▶ Passage given
◇ ◇ ◇ ◇ ◇ ◇ ◇
At a hearing yesterday in the Northern District of California, U.S. District Judge Trina L. Thompson presided over arguments in a high-profile lawsuit filed by the National TPS Alliance and several individual Temporary Protected Status (TPS) holders against Secretary of Homeland Security Kristi Noem, the Department of Homeland Security (DHS), and the United States. The case challenges the Trump administration’s decision to terminate TPS for citizens of Honduras, Nepal, and Nicaragua. The hearing focused on cross-motions for summary judgment, as well as disputes over the admissibility of extra-record evidence and expert testimony.
Judge Thompson began by emphasizing the need for clarity regarding referenced documents and exhibits, instructing the parties to specify ECF numbers and exhibit identifiers. She reassured both sides that her initial questions would not count against their allocated argument time, stating, “My preamble or questions are not… part of your time.”
The judge outlined the order of proceedings: the court would first address issues related to evidence and expert testimony (the Daubert motion), and then move into arguments on the summary judgment motions after a brief break.
Plaintiffs’ Arguments
Plaintiffs’ counsel clarified that their summary judgment motion did not rely on expert declarations, except for the testimony of Professor Young regarding racism in immigration history, which was used solely in response to the government’s summary judgment motion. Plaintiffs asserted, “Plaintiffs contend that the motion to strike the expert declarations is improper or premature at this stage. It may be relevant at some point in the future if the expert declarations are relied on at some other stage of this litigation.”
Regarding the evidence dispute, plaintiffs argued for the consideration of extra-record material, invoking “well-recognized exceptions” outlined by the Ninth Circuit—specifically in cases of bad faith or when such evidence is necessary for the court to determine whether the agency failed to consider all relevant factors.

According to plaintiffs’ counsel, “Plaintiffs easily meet two of the recognized exceptions here and ask the Court to exercise discretion to look beyond the administrative record.” They categorized the extra-record evidence as (1) documents related to agency decision-making, (2) testimony about past agency practices, and (3) public statements by Secretary Noem and others.
Plaintiffs further argued that discovery revealed a “politicized decision to end TPS across the board as inconsistent with the President’s immigration policies,” and cited statements labeling TPS holders as “illegal criminal invaders.” They referenced multiple exhibits and identified a timeline suggesting the agency made termination decisions before fulfilling statutory requirements, such as consulting with the State Department or reviewing up-to-date country conditions.
◇ ◇ ◇ ◇ ◇ ◇ ◇
▶ Source data
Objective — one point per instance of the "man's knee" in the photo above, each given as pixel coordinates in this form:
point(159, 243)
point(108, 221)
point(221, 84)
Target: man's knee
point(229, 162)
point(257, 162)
◇ ◇ ◇ ◇ ◇ ◇ ◇
▶ List of tasks
A – According to the hearing report, which three countries' TPS terminations does the lawsuit challenge?
B – Rewrite the rows above, swapping "man's knee" for "man's elbow" and leaving everything else unchanged.
The hearing report and the rows are unrelated to each other.

▶ Expected results
A – Honduras, Nepal, and Nicaragua.

B –
Objective — one point per instance of the "man's elbow" in the photo above, each given as pixel coordinates in this form:
point(159, 243)
point(108, 221)
point(221, 84)
Target: man's elbow
point(229, 162)
point(257, 162)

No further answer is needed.